* YOUR TASK *
Rescale everything from the start of the records down to the line containing "172), (286, 170)]", including both of those lines: write them out again with their requests unchanged, and multiply every polygon vertex coordinate in the answers by 0.7, rounding to whole numbers with halves rounded up. Leave the pictures out of your reply.

* DATA SECTION *

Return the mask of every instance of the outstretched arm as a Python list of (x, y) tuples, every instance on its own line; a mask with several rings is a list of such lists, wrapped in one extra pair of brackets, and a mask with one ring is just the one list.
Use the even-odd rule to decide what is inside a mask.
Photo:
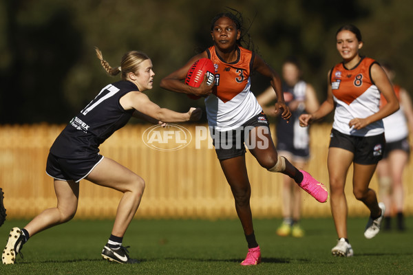
[[(120, 102), (126, 110), (134, 109), (135, 112), (138, 111), (145, 116), (162, 122), (196, 121), (201, 118), (202, 113), (200, 108), (191, 108), (187, 113), (178, 113), (167, 108), (161, 108), (151, 102), (147, 95), (137, 91), (131, 91), (123, 96)], [(138, 115), (138, 113), (135, 114)]]

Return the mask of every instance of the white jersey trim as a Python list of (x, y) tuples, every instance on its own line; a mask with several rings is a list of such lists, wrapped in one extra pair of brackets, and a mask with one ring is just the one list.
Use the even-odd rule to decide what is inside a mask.
[(248, 78), (244, 90), (226, 102), (214, 94), (205, 98), (209, 126), (220, 131), (233, 130), (262, 112), (262, 108), (250, 88), (251, 78)]

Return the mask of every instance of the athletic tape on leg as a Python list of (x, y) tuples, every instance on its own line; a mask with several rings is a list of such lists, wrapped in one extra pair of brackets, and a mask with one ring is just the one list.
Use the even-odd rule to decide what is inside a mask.
[(286, 159), (284, 157), (278, 155), (278, 160), (277, 164), (274, 167), (268, 169), (268, 171), (273, 173), (282, 172), (286, 170)]

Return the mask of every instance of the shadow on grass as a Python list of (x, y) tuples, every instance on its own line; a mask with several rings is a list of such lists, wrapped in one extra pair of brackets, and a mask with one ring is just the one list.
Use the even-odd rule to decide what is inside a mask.
[(103, 258), (77, 258), (74, 260), (47, 260), (47, 261), (25, 261), (21, 262), (20, 261), (16, 261), (16, 263), (19, 265), (27, 265), (32, 263), (81, 263), (81, 262), (97, 262), (102, 261), (105, 262), (107, 261), (106, 260), (103, 260)]

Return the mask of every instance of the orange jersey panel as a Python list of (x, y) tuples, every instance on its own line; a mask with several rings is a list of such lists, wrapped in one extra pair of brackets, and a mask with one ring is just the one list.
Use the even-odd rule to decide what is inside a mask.
[(254, 54), (241, 47), (237, 50), (237, 60), (226, 63), (217, 54), (215, 46), (206, 50), (215, 71), (216, 84), (213, 94), (224, 102), (231, 100), (244, 90), (252, 72)]
[(338, 100), (350, 104), (374, 85), (370, 69), (374, 59), (362, 58), (360, 63), (353, 69), (348, 69), (343, 63), (336, 65), (330, 77), (332, 94)]

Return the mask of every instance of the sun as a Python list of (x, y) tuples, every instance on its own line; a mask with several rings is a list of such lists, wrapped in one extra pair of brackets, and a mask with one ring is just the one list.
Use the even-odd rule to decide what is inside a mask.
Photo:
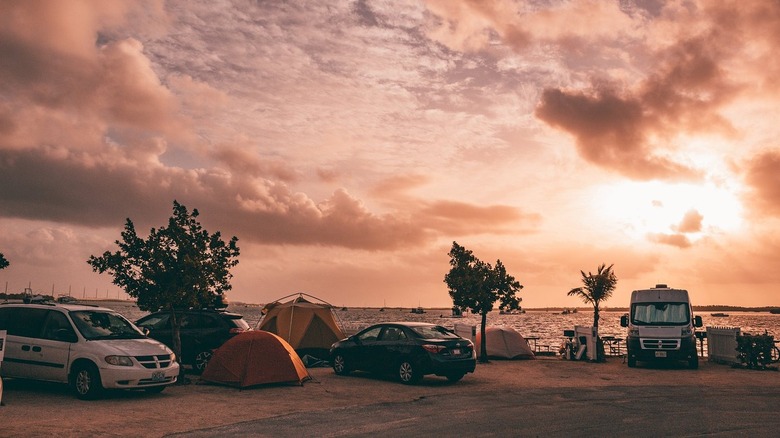
[(625, 182), (596, 189), (601, 220), (633, 237), (684, 234), (695, 241), (742, 226), (738, 191), (724, 183)]

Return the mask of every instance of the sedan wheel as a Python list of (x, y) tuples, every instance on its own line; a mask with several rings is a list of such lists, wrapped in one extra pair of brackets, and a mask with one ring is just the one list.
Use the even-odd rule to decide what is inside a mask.
[(339, 376), (349, 374), (349, 368), (347, 368), (347, 361), (344, 356), (337, 354), (333, 357), (333, 371)]
[(463, 376), (465, 376), (465, 374), (463, 374), (463, 373), (447, 374), (447, 380), (449, 380), (452, 383), (455, 383), (455, 382), (459, 381), (460, 379), (462, 379)]
[(401, 379), (401, 383), (411, 385), (417, 383), (422, 379), (422, 375), (417, 372), (415, 365), (409, 360), (402, 360), (398, 365), (398, 378)]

* REPLY *
Return the mask of every instance of the outstretched arm as a Python list of (x, y) tuples, every instance on its own line; a mask with several rings is a list of such lists, wrapped in one extra pair of brackets, and a mask with one ring is just the one list.
Use the even-odd rule to decide what is inside a mask.
Photo:
[[(84, 71), (88, 77), (94, 76), (95, 78), (97, 78), (102, 81), (113, 85), (137, 85), (141, 83), (141, 79), (140, 76), (134, 76), (131, 79), (125, 79), (117, 76), (113, 76), (106, 71), (103, 67), (96, 64), (92, 64), (86, 67)], [(97, 81), (97, 79), (95, 80)]]

Return the mask of every instance of the white jersey trim as a Python list of (x, y) tuples, every instance on its own line; a mask with several rings is a list of such lists, wrapped in one extra pair of brackets, and a mask with one ring is just the one list.
Use the even-odd rule to decide what is inside a mask.
[(174, 55), (171, 63), (158, 71), (150, 66), (144, 69), (146, 88), (154, 92), (163, 91), (183, 78), (183, 76), (175, 62), (176, 55)]

Return the mask of every instance of the athletic tape on leg as a Python list of (x, y) tuples, every instance on its own line; a mask with several rings is a list of such lists, wrapped in one extra pair of brackets, and a mask with one ring is just the one list.
Use the even-odd rule to decide what is inside a mask.
[(200, 111), (199, 110), (195, 109), (195, 112), (194, 115), (192, 117), (188, 118), (188, 120), (191, 121), (197, 120), (200, 119)]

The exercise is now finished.